** O que se espera **
Troque “Itália” por “República Italiana” e reescreva o texto sobre as novas regras da cidadania italiana, começando nas palavras “O Conselho de Ministros da” e parando depois de “limitação de gerações.”.

** Trecho do documento **
O Conselho de Ministros da Itália anunciou, na sexta-feira (28), a aprovação de um conjunto de medidas legislativas que modificam o processo de obtenção da cidadania italiana. O “Pacote Cidadania” restringe as condições para reconhecimento desta nacionalidade e limita a possibilidade de obtenção da cidadania italiana para quem nasce fora do território do país a apenas duas gerações posteriores.
Isso significa que, após a mudança, exige-se ter pai ou avô nascido na Itália para que seja possível solicitar a nacionalidade. Antes da alteração, não havia essa limitação de gerações.
— Até o final da quinta-feira a gente tinha uma lei italiana, já consolidada há décadas, que reconhecia a nacionalidade italiana a todo descendente de italiano, não existia limite de gerações. Então, todo descendente que conseguisse comprovar a ligação direta com um cidadão italiano, com documentação, tinha o direito ao reconhecimento da cidadania italiana. Agora, com esse decreto-lei proposto e aprovado pelo Conselho de Ministros, somente filhos e netos de italianos conseguem reconhecer a sua nacionalidade italiana — explica a advogada Ana Carolina Campara, especialista na área.

** Dados fornecidos **

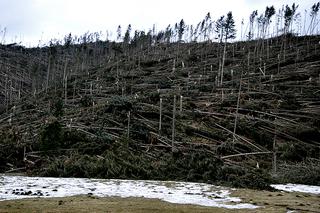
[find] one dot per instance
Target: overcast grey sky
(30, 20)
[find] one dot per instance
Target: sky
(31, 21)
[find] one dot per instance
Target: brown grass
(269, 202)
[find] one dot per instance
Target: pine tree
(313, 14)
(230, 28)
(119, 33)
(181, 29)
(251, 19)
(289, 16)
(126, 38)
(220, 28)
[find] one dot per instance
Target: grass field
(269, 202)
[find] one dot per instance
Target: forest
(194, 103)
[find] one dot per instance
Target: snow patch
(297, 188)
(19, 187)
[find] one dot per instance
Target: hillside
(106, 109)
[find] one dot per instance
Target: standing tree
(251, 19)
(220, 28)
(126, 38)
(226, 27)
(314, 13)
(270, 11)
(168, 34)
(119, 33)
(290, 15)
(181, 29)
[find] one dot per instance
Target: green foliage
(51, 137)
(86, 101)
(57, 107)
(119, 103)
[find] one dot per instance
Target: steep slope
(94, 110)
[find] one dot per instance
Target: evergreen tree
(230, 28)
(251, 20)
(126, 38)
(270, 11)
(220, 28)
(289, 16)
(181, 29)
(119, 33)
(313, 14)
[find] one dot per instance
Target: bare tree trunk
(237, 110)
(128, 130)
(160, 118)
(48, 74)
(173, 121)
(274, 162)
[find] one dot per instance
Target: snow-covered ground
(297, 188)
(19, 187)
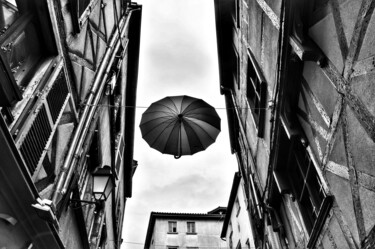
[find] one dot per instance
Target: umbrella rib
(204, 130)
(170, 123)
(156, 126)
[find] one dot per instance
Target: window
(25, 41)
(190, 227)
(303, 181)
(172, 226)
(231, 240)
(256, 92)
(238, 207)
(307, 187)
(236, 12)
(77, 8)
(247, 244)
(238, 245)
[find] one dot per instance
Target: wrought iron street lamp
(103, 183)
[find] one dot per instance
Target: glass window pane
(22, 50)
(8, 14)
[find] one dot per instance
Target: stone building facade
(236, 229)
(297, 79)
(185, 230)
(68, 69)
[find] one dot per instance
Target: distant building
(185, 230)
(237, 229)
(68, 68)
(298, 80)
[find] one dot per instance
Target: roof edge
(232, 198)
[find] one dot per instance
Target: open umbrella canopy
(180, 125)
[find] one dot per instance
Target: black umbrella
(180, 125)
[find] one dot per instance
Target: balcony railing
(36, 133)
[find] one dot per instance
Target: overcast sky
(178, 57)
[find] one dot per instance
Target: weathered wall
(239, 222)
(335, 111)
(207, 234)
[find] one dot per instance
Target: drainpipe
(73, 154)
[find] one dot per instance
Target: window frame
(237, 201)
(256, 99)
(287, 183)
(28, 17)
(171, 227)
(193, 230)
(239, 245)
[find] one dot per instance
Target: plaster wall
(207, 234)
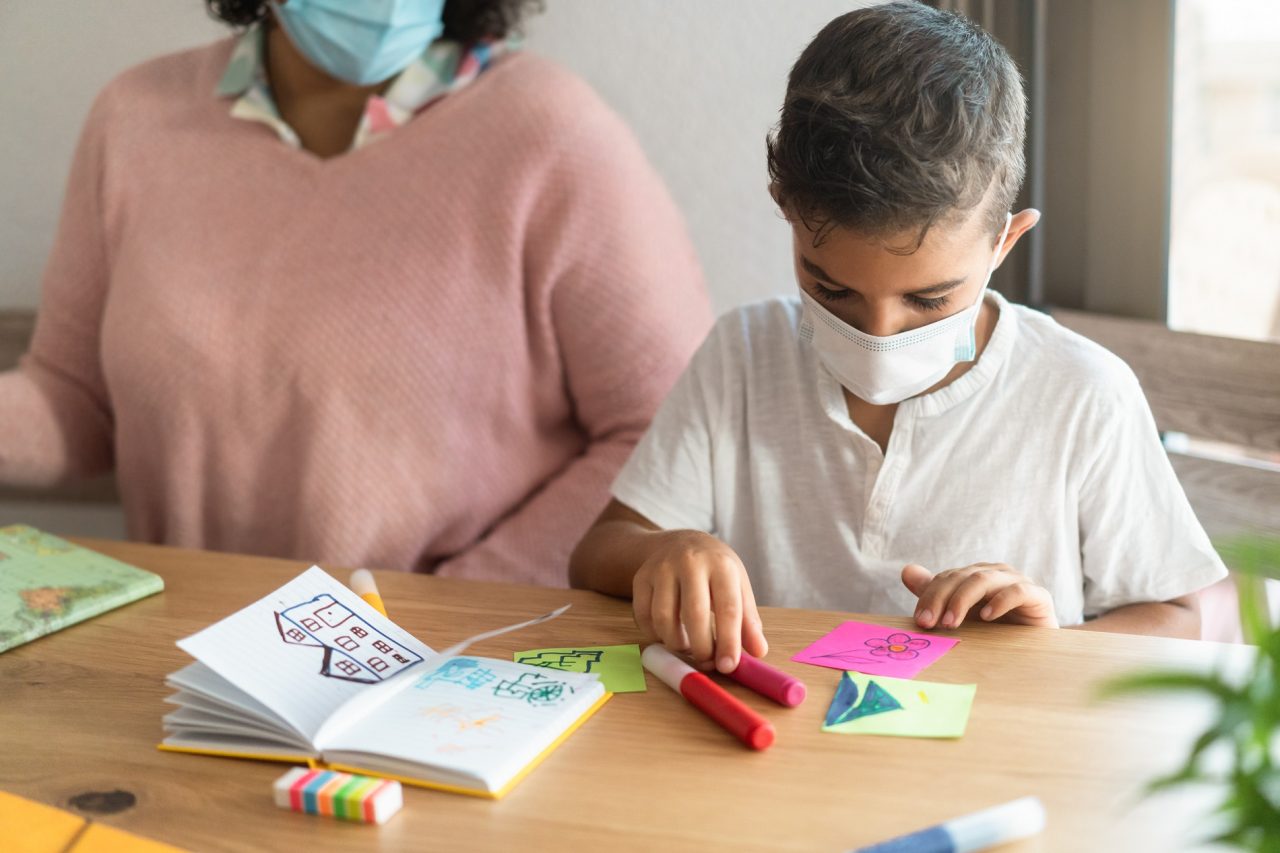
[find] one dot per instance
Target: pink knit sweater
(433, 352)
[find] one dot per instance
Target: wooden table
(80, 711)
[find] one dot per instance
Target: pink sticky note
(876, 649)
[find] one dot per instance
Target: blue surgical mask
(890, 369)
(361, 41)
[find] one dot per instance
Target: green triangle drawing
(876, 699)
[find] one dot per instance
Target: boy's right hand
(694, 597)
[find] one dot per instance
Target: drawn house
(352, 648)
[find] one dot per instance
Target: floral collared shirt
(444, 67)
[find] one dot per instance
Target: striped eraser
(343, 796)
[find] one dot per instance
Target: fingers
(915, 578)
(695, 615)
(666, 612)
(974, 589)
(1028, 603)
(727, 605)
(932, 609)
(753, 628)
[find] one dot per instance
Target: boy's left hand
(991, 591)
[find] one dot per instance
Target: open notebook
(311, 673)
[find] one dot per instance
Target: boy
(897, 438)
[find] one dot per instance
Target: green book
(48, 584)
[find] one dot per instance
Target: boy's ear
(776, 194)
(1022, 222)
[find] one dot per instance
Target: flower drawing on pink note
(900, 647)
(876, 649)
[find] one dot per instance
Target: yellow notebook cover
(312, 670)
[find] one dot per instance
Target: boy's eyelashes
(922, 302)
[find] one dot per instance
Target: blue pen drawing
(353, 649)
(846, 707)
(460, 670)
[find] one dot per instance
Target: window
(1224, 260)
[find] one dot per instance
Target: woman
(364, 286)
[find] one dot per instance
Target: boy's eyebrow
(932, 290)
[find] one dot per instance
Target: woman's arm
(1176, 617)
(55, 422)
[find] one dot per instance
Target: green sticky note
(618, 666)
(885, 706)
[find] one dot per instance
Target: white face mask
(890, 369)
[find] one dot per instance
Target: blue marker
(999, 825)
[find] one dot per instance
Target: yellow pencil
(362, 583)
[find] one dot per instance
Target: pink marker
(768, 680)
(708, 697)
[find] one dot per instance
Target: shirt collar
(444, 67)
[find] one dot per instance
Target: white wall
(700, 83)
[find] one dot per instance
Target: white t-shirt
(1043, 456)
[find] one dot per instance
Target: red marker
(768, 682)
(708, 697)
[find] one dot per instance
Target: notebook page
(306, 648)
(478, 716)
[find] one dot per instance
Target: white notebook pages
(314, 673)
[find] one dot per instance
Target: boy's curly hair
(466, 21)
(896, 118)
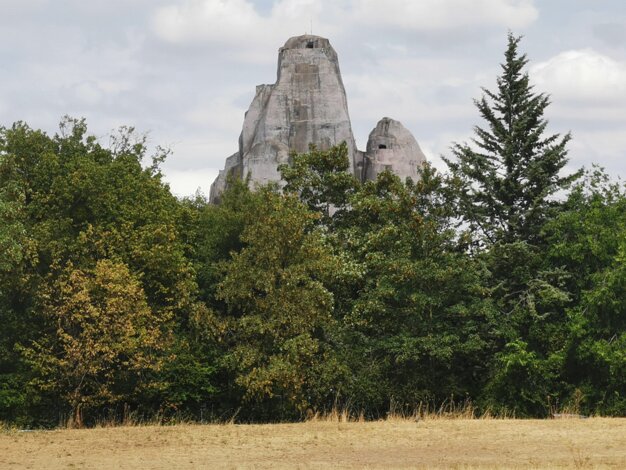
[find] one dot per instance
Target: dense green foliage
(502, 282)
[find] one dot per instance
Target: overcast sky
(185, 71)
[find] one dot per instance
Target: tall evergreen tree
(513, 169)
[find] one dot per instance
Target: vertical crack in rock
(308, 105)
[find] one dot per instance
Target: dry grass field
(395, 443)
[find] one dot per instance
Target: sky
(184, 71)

** Resposta completa **
O Conselho de Ministros da República Italiana anunciou, na sexta-feira (28), a aprovação de um conjunto de medidas legislativas que modificam o processo de obtenção da cidadania italiana. O “Pacote Cidadania” restringe as condições para reconhecimento desta nacionalidade e limita a possibilidade de obtenção da cidadania italiana para quem nasce fora do território do país a apenas duas gerações posteriores.
Isso significa que, após a mudança, exige-se ter pai ou avô nascido na República Italiana para que seja possível solicitar a nacionalidade. Antes da alteração, não havia essa limitação de gerações.